(Records contained in a dataset)
========================================================================

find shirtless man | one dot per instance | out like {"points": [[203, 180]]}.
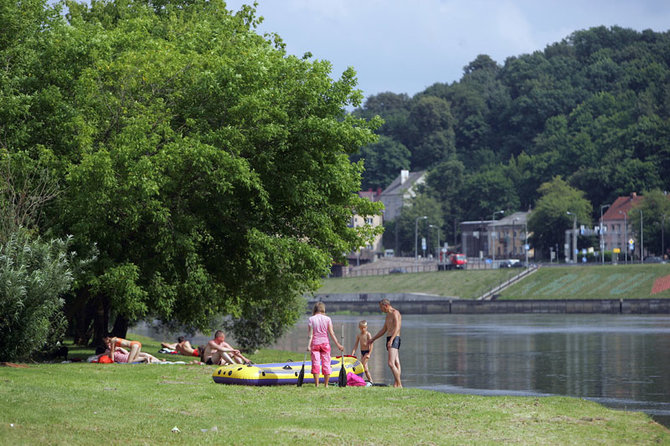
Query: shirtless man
{"points": [[392, 329], [219, 352]]}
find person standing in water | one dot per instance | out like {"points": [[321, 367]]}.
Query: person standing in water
{"points": [[392, 329]]}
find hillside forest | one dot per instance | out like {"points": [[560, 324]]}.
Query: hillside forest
{"points": [[590, 113]]}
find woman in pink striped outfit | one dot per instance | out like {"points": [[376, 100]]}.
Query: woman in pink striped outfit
{"points": [[320, 326]]}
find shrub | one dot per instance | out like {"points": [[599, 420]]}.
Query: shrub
{"points": [[34, 274]]}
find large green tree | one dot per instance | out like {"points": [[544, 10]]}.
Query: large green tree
{"points": [[208, 166], [550, 219]]}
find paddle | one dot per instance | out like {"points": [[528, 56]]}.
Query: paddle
{"points": [[342, 379], [301, 376]]}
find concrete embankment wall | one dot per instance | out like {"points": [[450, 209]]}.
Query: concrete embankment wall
{"points": [[429, 304]]}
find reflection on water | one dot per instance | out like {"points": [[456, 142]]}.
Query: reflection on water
{"points": [[620, 361]]}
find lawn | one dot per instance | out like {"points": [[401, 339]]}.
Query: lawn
{"points": [[82, 403], [464, 284], [565, 282], [593, 282]]}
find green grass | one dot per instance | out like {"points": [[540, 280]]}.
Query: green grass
{"points": [[464, 284], [569, 282], [140, 404], [592, 282]]}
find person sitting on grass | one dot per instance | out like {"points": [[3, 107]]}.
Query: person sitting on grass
{"points": [[121, 355], [183, 347], [219, 352], [113, 342]]}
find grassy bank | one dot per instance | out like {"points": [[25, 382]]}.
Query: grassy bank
{"points": [[575, 282], [464, 284], [592, 282], [141, 404]]}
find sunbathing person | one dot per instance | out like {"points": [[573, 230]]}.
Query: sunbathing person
{"points": [[121, 355], [113, 342], [219, 352], [183, 347]]}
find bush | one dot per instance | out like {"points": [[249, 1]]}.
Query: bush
{"points": [[33, 275]]}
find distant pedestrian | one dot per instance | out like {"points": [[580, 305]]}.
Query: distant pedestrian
{"points": [[320, 326], [392, 329]]}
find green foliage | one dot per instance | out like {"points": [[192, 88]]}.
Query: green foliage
{"points": [[550, 219], [34, 275], [208, 166], [593, 109], [655, 221]]}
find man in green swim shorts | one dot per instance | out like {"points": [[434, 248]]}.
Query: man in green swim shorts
{"points": [[392, 329]]}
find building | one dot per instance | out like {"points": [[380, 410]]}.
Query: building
{"points": [[400, 192], [475, 238], [370, 252], [508, 236], [617, 231]]}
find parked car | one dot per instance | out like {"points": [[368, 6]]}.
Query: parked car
{"points": [[510, 263], [398, 271]]}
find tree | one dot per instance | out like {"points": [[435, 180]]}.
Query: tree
{"points": [[655, 220], [549, 220], [209, 167], [383, 160]]}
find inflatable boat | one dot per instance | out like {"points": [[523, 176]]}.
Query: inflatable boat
{"points": [[282, 373]]}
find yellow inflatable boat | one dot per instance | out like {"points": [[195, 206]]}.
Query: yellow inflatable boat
{"points": [[282, 373]]}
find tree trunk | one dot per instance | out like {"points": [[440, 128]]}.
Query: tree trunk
{"points": [[120, 327], [101, 321], [80, 312]]}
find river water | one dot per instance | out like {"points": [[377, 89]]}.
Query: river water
{"points": [[620, 361]]}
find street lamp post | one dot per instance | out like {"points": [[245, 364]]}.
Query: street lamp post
{"points": [[625, 236], [416, 238], [663, 238], [602, 241], [525, 242], [439, 249], [641, 238], [513, 240], [574, 236], [493, 243]]}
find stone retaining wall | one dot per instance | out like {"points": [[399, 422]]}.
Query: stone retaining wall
{"points": [[428, 304]]}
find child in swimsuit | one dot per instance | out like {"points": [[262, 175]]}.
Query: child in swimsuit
{"points": [[363, 338]]}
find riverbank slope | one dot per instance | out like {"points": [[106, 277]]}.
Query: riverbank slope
{"points": [[89, 403]]}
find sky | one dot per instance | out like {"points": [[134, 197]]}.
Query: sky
{"points": [[404, 46]]}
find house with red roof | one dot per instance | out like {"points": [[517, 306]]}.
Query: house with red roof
{"points": [[617, 231]]}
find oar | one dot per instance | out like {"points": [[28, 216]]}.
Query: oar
{"points": [[301, 376], [342, 379]]}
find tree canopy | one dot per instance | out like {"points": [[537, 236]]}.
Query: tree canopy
{"points": [[209, 168], [593, 108]]}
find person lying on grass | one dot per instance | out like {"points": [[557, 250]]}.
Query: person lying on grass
{"points": [[183, 347], [121, 355], [219, 352], [113, 342]]}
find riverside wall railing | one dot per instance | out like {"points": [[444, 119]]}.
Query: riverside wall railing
{"points": [[365, 303]]}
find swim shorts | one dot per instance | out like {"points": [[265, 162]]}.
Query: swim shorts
{"points": [[395, 344]]}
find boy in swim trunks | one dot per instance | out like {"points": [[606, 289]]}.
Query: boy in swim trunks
{"points": [[364, 339], [219, 352], [392, 329]]}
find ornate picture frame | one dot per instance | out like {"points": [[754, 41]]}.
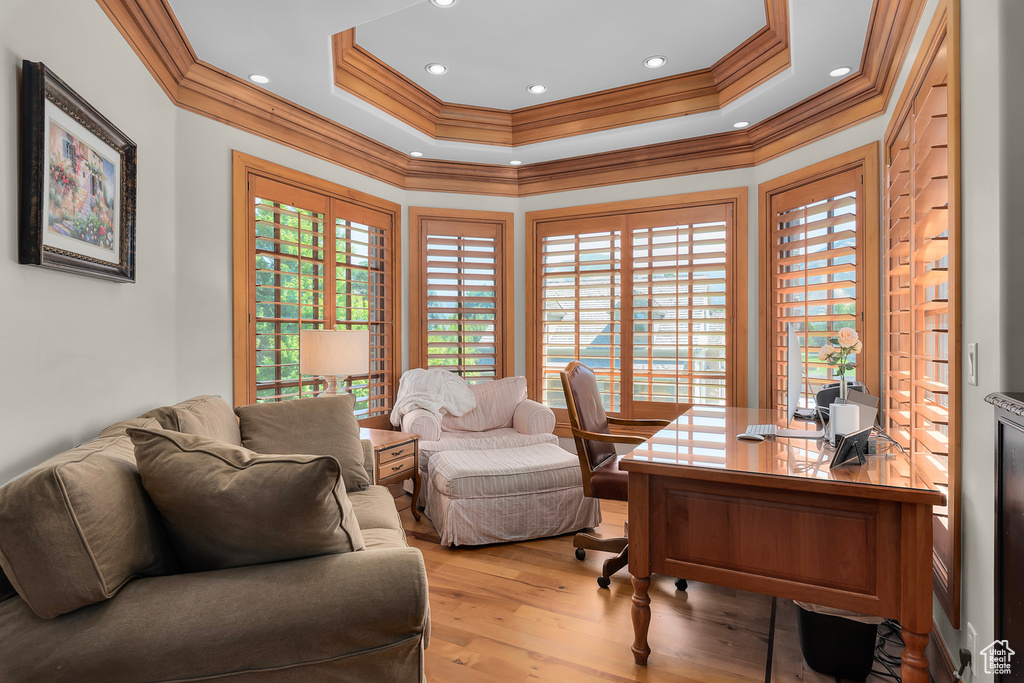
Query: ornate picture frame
{"points": [[77, 202]]}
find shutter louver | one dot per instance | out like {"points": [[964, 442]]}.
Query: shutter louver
{"points": [[305, 278], [290, 283], [922, 278], [679, 313], [463, 301], [580, 312]]}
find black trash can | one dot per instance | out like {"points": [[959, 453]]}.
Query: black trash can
{"points": [[836, 645]]}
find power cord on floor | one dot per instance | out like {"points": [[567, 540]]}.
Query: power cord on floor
{"points": [[887, 649]]}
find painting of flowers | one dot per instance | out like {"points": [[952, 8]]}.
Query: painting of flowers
{"points": [[80, 205], [77, 202]]}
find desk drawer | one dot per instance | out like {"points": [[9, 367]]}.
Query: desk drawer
{"points": [[395, 452], [395, 467]]}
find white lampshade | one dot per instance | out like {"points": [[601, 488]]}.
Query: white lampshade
{"points": [[334, 352]]}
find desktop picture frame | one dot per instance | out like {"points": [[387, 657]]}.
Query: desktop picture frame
{"points": [[78, 174]]}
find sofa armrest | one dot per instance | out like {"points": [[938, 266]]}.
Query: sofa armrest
{"points": [[423, 423], [366, 612], [532, 418]]}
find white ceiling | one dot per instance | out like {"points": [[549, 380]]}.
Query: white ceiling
{"points": [[572, 46], [495, 48]]}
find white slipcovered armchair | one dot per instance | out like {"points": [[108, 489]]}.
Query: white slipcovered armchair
{"points": [[504, 418], [496, 473]]}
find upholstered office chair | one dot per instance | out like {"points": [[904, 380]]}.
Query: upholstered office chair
{"points": [[598, 462]]}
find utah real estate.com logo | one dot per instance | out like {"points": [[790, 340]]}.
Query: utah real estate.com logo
{"points": [[996, 656]]}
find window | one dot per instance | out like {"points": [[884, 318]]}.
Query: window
{"points": [[310, 255], [677, 335], [820, 269], [462, 281], [922, 372]]}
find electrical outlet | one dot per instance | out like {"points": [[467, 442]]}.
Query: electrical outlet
{"points": [[972, 364], [972, 644]]}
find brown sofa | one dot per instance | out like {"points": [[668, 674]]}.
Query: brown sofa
{"points": [[100, 595]]}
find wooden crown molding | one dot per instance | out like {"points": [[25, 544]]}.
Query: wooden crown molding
{"points": [[153, 32], [758, 58]]}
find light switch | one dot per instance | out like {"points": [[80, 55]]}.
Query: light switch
{"points": [[972, 364]]}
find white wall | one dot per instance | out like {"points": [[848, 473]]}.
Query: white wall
{"points": [[81, 352]]}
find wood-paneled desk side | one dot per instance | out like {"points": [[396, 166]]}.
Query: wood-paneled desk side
{"points": [[396, 458], [772, 518]]}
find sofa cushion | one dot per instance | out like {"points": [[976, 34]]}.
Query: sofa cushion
{"points": [[77, 527], [385, 538], [324, 426], [121, 428], [6, 590], [496, 403], [225, 506], [208, 416], [375, 509], [167, 415]]}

========================================================================

*Directions*
From the line holding "find wood-paneled desk" through the final line of the data above, copy every line exactly as written. Include nothing else.

*Your solution*
find wood-paneled desk side | one dot per instance | out like {"points": [[396, 166]]}.
Query: wood-paneled desk side
{"points": [[396, 458], [772, 518]]}
find sofa cushion | one dot per instance | out like {"points": [[976, 34]]}.
Query: sofa cushion
{"points": [[77, 527], [385, 538], [324, 426], [121, 428], [6, 590], [496, 403], [225, 506], [208, 416], [375, 509], [167, 415]]}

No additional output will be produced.